■ Extract to read:
+--

Chapter 10 Automatic differentiation and optimisation

Many problems in computational statistics involve search or optimisation of a complicated function over a high dimensional space. These problems can be addressed more efficiently if information of the derivatives or gradients of the function are available as these reveal important information of the local shape of the function.

Function and its tangent defined by the derivative.

Figure 10.1: Function and its tangent defined by the derivative.

This chapter introduces automatic differentiation which can be used to compute derivatives easily, exactly and efficiently.

Automatic differentiation (autodiff) is at the heart of many modern software libraries and toolkits for machine learning as well as statistics such as TensorFlow, Torch and PyTorch as well as Stan. There is unfortunately no good automatic differentiation toolkit for R at the moment, so one has to use other languages such as Python instead.

10.1 Derivatives of multivariate functions \(f : \mathbb{R}^n \rightarrow \mathbb{R}^m\)

When \(m=1\) and \(n > 1\), the \(n\)-dimensional vector of partial derivatives measuring the change of the function in each coordinate direction is called the gradient and denoted \[ \nabla f(x) = \left( \frac{\partial f}{\partial x_1}, \dots, \frac{\partial f}{\partial x_n} \right). \] Geometrically the gradient is a vector pointing to the direction where the function grows the fastest.

+--

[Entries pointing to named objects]

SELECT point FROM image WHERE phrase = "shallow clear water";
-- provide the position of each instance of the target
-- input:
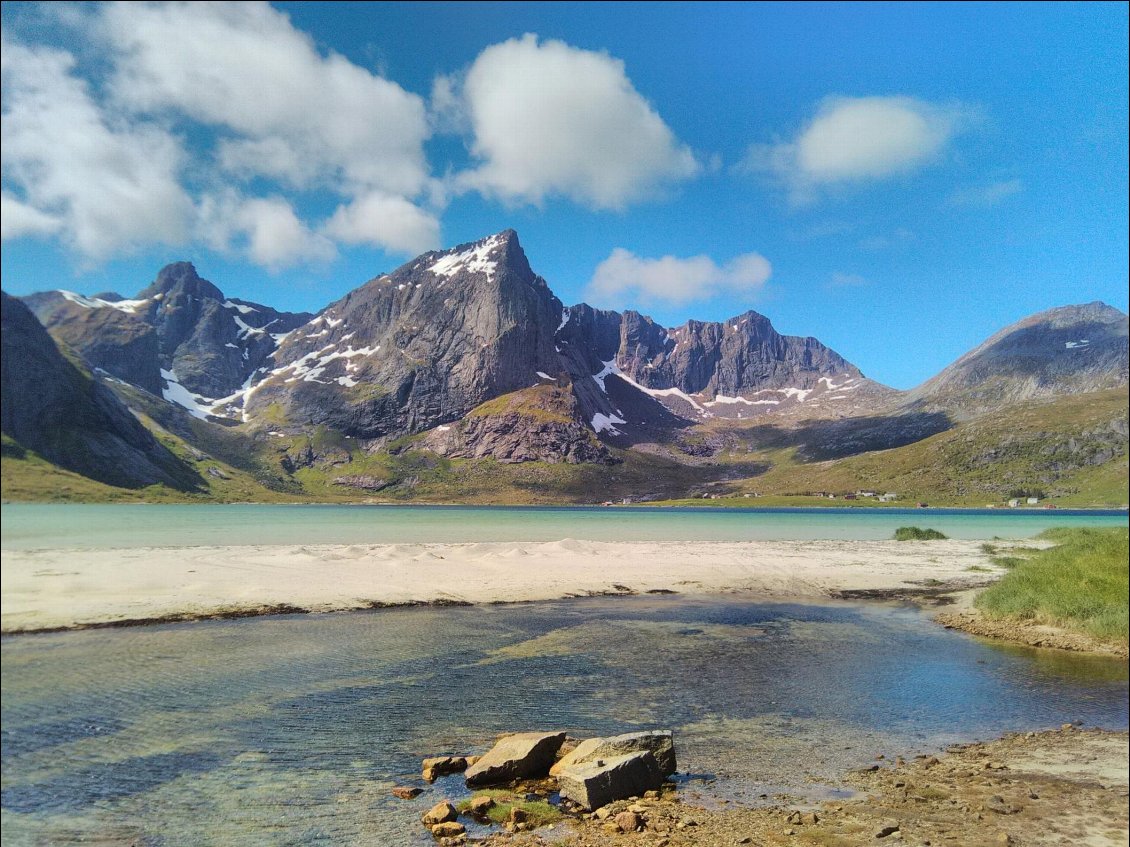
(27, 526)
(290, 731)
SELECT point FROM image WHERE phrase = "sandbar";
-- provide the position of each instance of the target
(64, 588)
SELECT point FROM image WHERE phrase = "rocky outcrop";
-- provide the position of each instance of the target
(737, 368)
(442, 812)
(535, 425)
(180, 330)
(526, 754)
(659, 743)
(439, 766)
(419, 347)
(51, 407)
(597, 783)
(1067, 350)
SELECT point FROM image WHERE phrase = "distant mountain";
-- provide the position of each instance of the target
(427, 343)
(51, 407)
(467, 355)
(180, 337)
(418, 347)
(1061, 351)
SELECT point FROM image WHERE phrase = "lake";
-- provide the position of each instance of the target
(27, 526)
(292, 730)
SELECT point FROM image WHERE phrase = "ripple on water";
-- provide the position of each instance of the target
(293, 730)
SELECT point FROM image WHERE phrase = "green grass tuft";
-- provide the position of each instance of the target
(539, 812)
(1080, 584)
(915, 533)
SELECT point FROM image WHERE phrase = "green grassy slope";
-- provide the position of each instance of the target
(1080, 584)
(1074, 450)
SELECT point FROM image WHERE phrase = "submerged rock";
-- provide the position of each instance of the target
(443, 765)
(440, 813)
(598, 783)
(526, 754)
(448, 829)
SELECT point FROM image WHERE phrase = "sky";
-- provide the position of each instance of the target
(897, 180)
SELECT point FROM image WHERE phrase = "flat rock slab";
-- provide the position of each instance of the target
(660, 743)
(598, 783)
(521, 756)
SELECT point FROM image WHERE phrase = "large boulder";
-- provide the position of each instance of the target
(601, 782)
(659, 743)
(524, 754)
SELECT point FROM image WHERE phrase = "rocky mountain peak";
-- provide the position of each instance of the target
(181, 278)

+--

■ Actions to take:
[1] Reproduce the passage from the chapter on automatic differentiation, starting at the words "Chapter 10 Automatic" and ending after the words "10.1: Function and its tangent defined by the derivative.".
[2] Render the listing as a JSON list of strings with one string per line, leaving out blank lines and the pictures. Begin at the first line of the listing and stop after the line that contains "(1074, 450)".

■ Solved problems:
[1]
Chapter 10 Automatic differentiation and optimisation

Many problems in computational statistics involve search or optimisation of a complicated function over a high dimensional space. These problems can be addressed more efficiently if information of the derivatives or gradients of the function are available as these reveal important information of the local shape of the function.

Function and its tangent defined by the derivative.

Figure 10.1: Function and its tangent defined by the derivative.

[2]
[
  "SELECT point FROM image WHERE phrase = \"shallow clear water\";",
  "-- provide the position of each instance of the target",
  "-- input:",
  "(27, 526)",
  "(290, 731)",
  "SELECT point FROM image WHERE phrase = \"sandbar\";",
  "-- provide the position of each instance of the target",
  "(64, 588)",
  "SELECT point FROM image WHERE phrase = \"rocky outcrop\";",
  "-- provide the position of each instance of the target",
  "(737, 368)",
  "(442, 812)",
  "(535, 425)",
  "(180, 330)",
  "(526, 754)",
  "(659, 743)",
  "(439, 766)",
  "(419, 347)",
  "(51, 407)",
  "(597, 783)",
  "(1067, 350)",
  "SELECT point FROM image WHERE phrase = \"distant mountain\";",
  "-- provide the position of each instance of the target",
  "(427, 343)",
  "(51, 407)",
  "(467, 355)",
  "(180, 337)",
  "(418, 347)",
  "(1061, 351)",
  "SELECT point FROM image WHERE phrase = \"lake\";",
  "-- provide the position of each instance of the target",
  "(27, 526)",
  "(292, 730)",
  "SELECT point FROM image WHERE phrase = \"ripple on water\";",
  "-- provide the position of each instance of the target",
  "(293, 730)",
  "SELECT point FROM image WHERE phrase = \"green grass tuft\";",
  "-- provide the position of each instance of the target",
  "(539, 812)",
  "(1080, 584)",
  "(915, 533)",
  "SELECT point FROM image WHERE phrase = \"green grassy slope\";",
  "-- provide the position of each instance of the target",
  "(1080, 584)",
  "(1074, 450)"
]